## start Source records

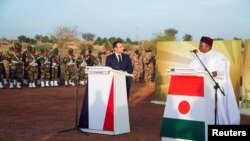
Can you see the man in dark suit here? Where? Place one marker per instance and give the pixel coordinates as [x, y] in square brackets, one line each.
[120, 61]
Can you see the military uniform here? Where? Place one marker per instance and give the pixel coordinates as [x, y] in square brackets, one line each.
[81, 65]
[148, 62]
[16, 66]
[31, 68]
[2, 70]
[137, 65]
[26, 64]
[55, 64]
[45, 66]
[69, 62]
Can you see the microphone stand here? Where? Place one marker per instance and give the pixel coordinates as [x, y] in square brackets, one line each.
[216, 87]
[76, 127]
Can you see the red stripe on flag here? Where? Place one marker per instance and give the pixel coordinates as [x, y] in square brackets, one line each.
[186, 85]
[109, 117]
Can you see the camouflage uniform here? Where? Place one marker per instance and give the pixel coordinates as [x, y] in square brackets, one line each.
[148, 66]
[81, 65]
[91, 60]
[55, 60]
[16, 66]
[137, 65]
[2, 70]
[69, 62]
[45, 66]
[26, 64]
[31, 68]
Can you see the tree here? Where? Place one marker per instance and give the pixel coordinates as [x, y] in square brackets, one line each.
[39, 38]
[22, 38]
[88, 36]
[187, 37]
[218, 39]
[236, 38]
[65, 34]
[170, 34]
[128, 40]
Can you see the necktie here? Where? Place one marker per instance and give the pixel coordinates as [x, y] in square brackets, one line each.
[119, 58]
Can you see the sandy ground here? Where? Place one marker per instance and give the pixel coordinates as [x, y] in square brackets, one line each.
[39, 114]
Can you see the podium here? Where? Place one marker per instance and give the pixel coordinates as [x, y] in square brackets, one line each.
[189, 106]
[105, 105]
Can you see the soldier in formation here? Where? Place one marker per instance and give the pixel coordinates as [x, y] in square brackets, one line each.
[32, 67]
[81, 65]
[69, 62]
[137, 65]
[55, 60]
[148, 64]
[2, 70]
[15, 58]
[45, 67]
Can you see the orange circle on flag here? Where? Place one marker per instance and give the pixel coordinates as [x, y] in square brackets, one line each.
[184, 107]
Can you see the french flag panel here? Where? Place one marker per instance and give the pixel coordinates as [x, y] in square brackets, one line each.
[101, 103]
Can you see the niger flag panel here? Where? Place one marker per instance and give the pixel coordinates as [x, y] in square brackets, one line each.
[184, 115]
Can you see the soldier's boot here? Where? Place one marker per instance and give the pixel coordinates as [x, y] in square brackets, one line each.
[11, 85]
[5, 81]
[14, 82]
[47, 83]
[82, 82]
[38, 82]
[42, 84]
[55, 83]
[1, 85]
[18, 85]
[25, 81]
[33, 85]
[72, 84]
[30, 85]
[52, 83]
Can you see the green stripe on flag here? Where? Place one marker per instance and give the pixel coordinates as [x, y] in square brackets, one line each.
[186, 85]
[183, 129]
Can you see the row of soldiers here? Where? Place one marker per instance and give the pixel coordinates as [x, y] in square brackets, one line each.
[27, 67]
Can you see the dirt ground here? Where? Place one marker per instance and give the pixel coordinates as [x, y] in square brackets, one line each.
[39, 114]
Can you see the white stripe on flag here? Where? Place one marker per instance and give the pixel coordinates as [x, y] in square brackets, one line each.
[197, 109]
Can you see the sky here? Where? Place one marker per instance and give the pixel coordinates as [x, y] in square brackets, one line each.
[135, 19]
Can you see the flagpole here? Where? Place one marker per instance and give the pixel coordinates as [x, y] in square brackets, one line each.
[216, 87]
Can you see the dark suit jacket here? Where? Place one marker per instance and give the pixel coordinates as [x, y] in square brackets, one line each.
[126, 65]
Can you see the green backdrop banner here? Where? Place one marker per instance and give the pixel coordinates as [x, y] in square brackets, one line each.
[177, 54]
[245, 100]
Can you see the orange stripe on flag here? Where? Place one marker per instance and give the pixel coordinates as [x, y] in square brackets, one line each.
[186, 85]
[109, 118]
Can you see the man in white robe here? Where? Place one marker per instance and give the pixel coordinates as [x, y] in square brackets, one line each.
[219, 67]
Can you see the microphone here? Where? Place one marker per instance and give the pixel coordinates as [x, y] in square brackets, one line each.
[194, 51]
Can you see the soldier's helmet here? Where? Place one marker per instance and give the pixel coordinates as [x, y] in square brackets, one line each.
[11, 48]
[17, 44]
[29, 48]
[83, 52]
[55, 51]
[1, 55]
[137, 51]
[70, 51]
[17, 47]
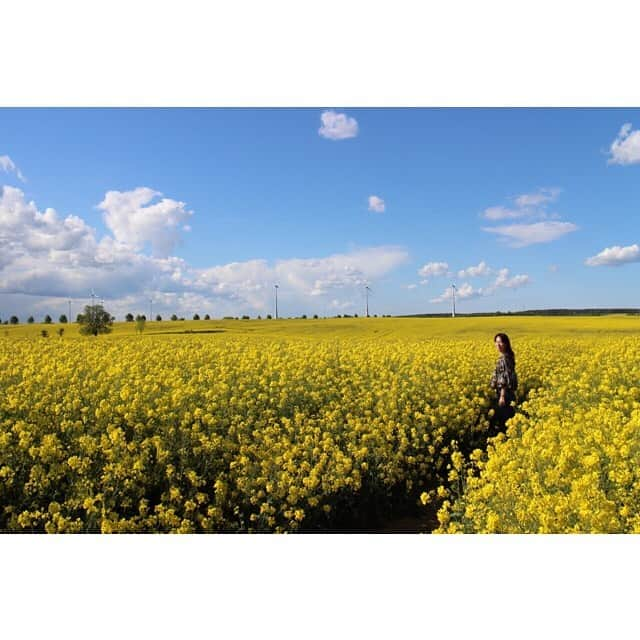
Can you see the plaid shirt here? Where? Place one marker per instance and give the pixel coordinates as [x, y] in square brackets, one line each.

## end Source records

● **Goal of the exercise**: Rewrite every line of the listing above as a numbered list. Skip blank lines and leave out the pictures.

● **Expected answer**:
1. Can you see the man in dark suit here? Where? Place one marker per instance and give the pixel coordinates as [x, y] in square brackets, one line each.
2. [120, 61]
3. Can you see the military uniform here? Where? Place one marker per instance and give the pixel coordinates as [x, y] in square brackets, one line each.
4. [81, 65]
5. [148, 62]
6. [16, 66]
7. [31, 68]
8. [2, 70]
9. [137, 65]
10. [26, 64]
11. [55, 64]
12. [45, 66]
13. [69, 62]
14. Can you see the microphone stand here? Where? Place one marker per instance and give the pixel coordinates as [x, y] in square brackets, one line each.
15. [216, 87]
16. [76, 127]
17. Can you see the red stripe on flag here? Where? Place one marker per instance and give the pixel coordinates as [x, y] in square brackets, one line each.
18. [186, 85]
19. [109, 117]
20. Can you see the camouflage uniform here? Where? Place one marker per instance and give the pixel coordinates as [x, y] in square brackets, one line each.
21. [148, 66]
22. [81, 65]
23. [91, 60]
24. [55, 60]
25. [16, 66]
26. [137, 65]
27. [2, 70]
28. [69, 62]
29. [45, 66]
30. [26, 64]
31. [31, 68]
32. Can you see the tree here? Where? Place one marker per instance and give the pixel coordinates as [x, y] in square brackets, one line each.
33. [39, 38]
34. [22, 38]
35. [88, 36]
36. [187, 37]
37. [218, 39]
38. [236, 38]
39. [65, 34]
40. [170, 34]
41. [128, 40]
42. Can you see the necktie here? Where? Place one marker per instance and give the pixel coordinates as [x, y] in square brackets, one line each.
43. [119, 58]
44. Can you see the sandy ground here? Where? Place one marker per instance and give the pixel coordinates as [x, y] in square brackets, one line each.
45. [39, 114]
46. Can you see the podium here? Where? Place one marker per instance and give the pixel coordinates as [x, y] in square brackets, one line each.
47. [189, 106]
48. [105, 105]
49. Can you see the soldier in formation here? Where? Place one marker per instance and give the pixel coordinates as [x, y] in square brackets, one line each.
50. [32, 67]
51. [81, 65]
52. [69, 62]
53. [137, 65]
54. [55, 60]
55. [148, 64]
56. [2, 70]
57. [15, 58]
58. [45, 67]
59. Can you see the orange circle on flag here? Where? Place one marker per instance and give the pixel coordinates as [x, y] in square brackets, one line each.
60. [184, 107]
61. Can you see the french flag panel here? Where? Place one marker per instance and give the pixel coordinates as [x, y] in square brackets, one line each.
62. [101, 103]
63. Can you see the niger flag panel here? Where? Place one marker per instance and give the pixel coordinates as [x, y] in square brackets, one line each.
64. [184, 115]
65. Can you see the soldier's boot here? Where? Place one marker per instance and give the pixel coordinates as [x, y] in square brackets, one line each.
66. [11, 85]
67. [5, 81]
68. [14, 82]
69. [47, 83]
70. [82, 82]
71. [38, 82]
72. [42, 84]
73. [55, 83]
74. [1, 85]
75. [18, 85]
76. [25, 81]
77. [33, 85]
78. [72, 84]
79. [30, 85]
80. [52, 83]
81. Can you see the green stripe on flag here? Where? Place one marker per instance and give the pixel coordinates as [x, y] in square brackets, one line each.
82. [186, 85]
83. [183, 129]
84. Can you see the row of soldiers here? Where? Place one marker per instance and give the pixel coordinates as [x, y] in square brackets, one line each.
85. [27, 67]
86. Can you see the dirt ground here? Where? Place one marker per instance and give the pixel coordinates as [x, y] in square brackets, one line each.
87. [39, 114]
88. Can you see the white stripe on flag here? Where? Place one marker per instance and give the pixel coordinates as [x, y] in square brackets, one line each.
89. [197, 109]
90. Can you see the sky here? Where? Place one marker per instance and give the pixel coordinates as [x, y] in square brackets, one line each.
91. [135, 19]
92. Can you see the flagpole here? Where? Place one marker per instance and give the pixel coordinates as [x, y] in square brackets, one line each.
93. [216, 87]
94. Can you see the dark suit jacket here? Where? Place one marker per instance and give the pixel coordinates as [x, y] in square brackets, one line each.
95. [126, 65]
96. Can you see the green backdrop banner here? Where? Place one marker per instance and give the pixel coordinates as [x, y] in square brackets, one line each.
97. [177, 54]
98. [245, 100]
99. Can you see the orange stripe on flag here? Where? Place one marker per instance and give the pixel coordinates as [x, y] in square brackets, one line each.
100. [186, 85]
101. [109, 118]
102. Can you see the man in white robe here? Where? Place one marker per instance and give the pixel coordinates as [x, y] in square brackets, one line each.
103. [219, 67]
104. Can you see the microphone here? Where? Place one marker per instance and give the pixel coordinates as [x, y] in square brackets, one line each.
105. [194, 51]
106. Can you see the soldier's helmet here? Where? Place one marker per instance and give the pixel coordinates as [x, y] in square brackets, one line each.
107. [11, 48]
108. [17, 44]
109. [29, 48]
110. [83, 52]
111. [55, 51]
112. [1, 55]
113. [137, 51]
114. [70, 51]
115. [17, 47]
116. Can you see the plaid shirt here? Where? Place one marker per instance and give the pixel coordinates as [x, y] in square brackets, one line each.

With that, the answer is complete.